_Problem to work on_.
The full set of entries has to be output exactly.

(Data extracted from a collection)
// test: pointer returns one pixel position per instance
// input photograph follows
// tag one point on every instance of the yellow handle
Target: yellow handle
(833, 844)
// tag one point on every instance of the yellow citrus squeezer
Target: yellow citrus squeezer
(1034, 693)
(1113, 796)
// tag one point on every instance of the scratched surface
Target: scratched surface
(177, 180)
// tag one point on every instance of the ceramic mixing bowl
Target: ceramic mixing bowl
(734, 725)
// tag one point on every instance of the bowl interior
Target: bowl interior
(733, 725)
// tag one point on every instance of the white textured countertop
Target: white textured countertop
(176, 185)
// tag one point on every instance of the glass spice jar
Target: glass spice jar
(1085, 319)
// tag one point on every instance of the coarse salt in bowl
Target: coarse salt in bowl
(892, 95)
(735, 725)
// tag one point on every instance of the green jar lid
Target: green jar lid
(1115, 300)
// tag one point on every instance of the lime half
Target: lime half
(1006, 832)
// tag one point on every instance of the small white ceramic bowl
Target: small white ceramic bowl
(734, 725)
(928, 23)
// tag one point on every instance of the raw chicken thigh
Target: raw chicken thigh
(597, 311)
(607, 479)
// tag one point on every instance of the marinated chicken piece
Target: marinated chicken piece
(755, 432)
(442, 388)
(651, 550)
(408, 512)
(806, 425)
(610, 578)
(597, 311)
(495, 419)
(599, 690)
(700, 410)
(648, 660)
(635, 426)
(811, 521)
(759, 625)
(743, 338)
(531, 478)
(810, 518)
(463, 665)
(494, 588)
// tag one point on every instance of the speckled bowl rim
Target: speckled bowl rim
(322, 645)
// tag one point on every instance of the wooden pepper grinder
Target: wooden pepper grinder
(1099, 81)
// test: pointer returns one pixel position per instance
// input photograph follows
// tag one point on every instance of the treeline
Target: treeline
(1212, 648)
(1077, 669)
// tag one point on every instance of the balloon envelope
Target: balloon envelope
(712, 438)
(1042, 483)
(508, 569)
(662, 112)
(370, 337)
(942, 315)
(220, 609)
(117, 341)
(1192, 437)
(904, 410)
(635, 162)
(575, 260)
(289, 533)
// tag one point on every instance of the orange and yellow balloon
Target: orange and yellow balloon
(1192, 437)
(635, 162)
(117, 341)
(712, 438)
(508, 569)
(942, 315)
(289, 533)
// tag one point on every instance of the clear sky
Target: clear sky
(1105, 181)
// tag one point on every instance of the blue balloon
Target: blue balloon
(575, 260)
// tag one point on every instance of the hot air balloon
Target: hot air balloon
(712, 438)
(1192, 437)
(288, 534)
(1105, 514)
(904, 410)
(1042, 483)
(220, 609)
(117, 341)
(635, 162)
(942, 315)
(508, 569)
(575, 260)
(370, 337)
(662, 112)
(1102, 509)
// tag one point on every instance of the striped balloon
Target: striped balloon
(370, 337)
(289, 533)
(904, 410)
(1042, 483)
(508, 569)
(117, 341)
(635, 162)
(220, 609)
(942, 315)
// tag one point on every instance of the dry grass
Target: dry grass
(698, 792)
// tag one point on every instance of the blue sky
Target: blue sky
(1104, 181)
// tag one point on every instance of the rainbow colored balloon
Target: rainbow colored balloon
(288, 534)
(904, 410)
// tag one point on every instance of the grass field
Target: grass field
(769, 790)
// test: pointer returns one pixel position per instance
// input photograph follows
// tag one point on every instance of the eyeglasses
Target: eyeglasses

_Solution to this exercise_.
// test: pointer returns one pixel position per instance
// input photograph follows
// tag one point on every instance of the yellow handle
Target: yellow handle
(833, 844)
// tag one point on every instance of the yellow citrus squeezer
Target: yellow citrus squeezer
(1034, 693)
(1113, 796)
// tag one point on every instance of the scratched surface
Target: scratched surface
(177, 180)
// tag one point on every instance of the ceramic mixing bowl
Target: ceramic mixing bowl
(734, 725)
// tag one point on every instance of the bowl interior
Target: bowl interior
(733, 725)
// tag one point on every instance of the white textured countertop
Target: white textured countertop
(176, 185)
// tag one point on every instance of the glass spice jar
Target: glass spice jar
(1085, 319)
// tag one point on every instance of the coarse salt in bowl
Target: coarse salt in bowl
(892, 95)
(735, 725)
// tag one point on every instance of the green jar lid
Target: green jar lid
(1115, 300)
// tag one point on every instance of the lime half
Target: lime half
(1006, 832)
// tag one point on every instance of the small white ceramic bowl
Target: small white ceramic bowl
(734, 725)
(928, 23)
// tag one point on every instance of the raw chicken thigh
Target: raw chicken thigh
(597, 311)
(607, 479)
// tag one point on every instance of the marinated chicken piece
Target: marinated chicken piece
(755, 432)
(442, 388)
(651, 550)
(408, 512)
(806, 425)
(610, 578)
(597, 311)
(495, 419)
(599, 690)
(700, 410)
(648, 660)
(635, 426)
(811, 521)
(759, 625)
(743, 338)
(531, 478)
(810, 518)
(463, 665)
(494, 588)
// tag one point on every instance of the speckled bowl rim
Target: speckled bowl rim
(322, 645)
// tag one point on every instance of the wooden pepper grinder
Target: wooden pepper grinder
(1099, 81)
// test: pointer returns one pixel position per instance
// input photograph follows
// tag one point on every instance of the treeline
Target: treeline
(1212, 648)
(1077, 669)
// tag one point on every instance of the balloon envelope
Target: balloon envelope
(712, 438)
(1042, 483)
(508, 569)
(662, 112)
(370, 337)
(942, 315)
(220, 609)
(117, 341)
(1192, 437)
(904, 410)
(635, 162)
(575, 260)
(289, 533)
// tag one point on every instance of the orange and yellow balloon
Target: orange and yellow balloon
(1192, 437)
(635, 162)
(117, 341)
(712, 438)
(508, 569)
(942, 315)
(289, 533)
// tag one point on every instance of the clear sky
Target: clear sky
(1105, 181)
// tag one point on every instance of the blue balloon
Target: blue balloon
(575, 260)
// tag one point on every instance of the hot air balloon
Target: hot air balloon
(712, 438)
(1192, 437)
(288, 534)
(1105, 514)
(904, 410)
(1042, 483)
(220, 609)
(117, 341)
(635, 162)
(942, 315)
(508, 569)
(575, 260)
(370, 337)
(662, 112)
(1102, 509)
// tag one point on every instance of the striped balloon
Target: striped balloon
(370, 337)
(289, 533)
(904, 410)
(1042, 483)
(508, 569)
(117, 341)
(635, 162)
(220, 609)
(942, 315)
// tag one point on every instance of the dry grass
Target: dry grass
(698, 792)
// tag one point on every instance of the blue sky
Target: blue sky
(1104, 181)
// tag one point on every instance of the rainbow colored balloon
Target: rainbow colored balloon
(288, 534)
(904, 410)
// tag one point on every instance of the grass field
Target: grass field
(769, 790)
// test: pointer returns one pixel position per instance
// input photograph follows
// tag one point on every instance of the eyeglasses
Target: eyeglasses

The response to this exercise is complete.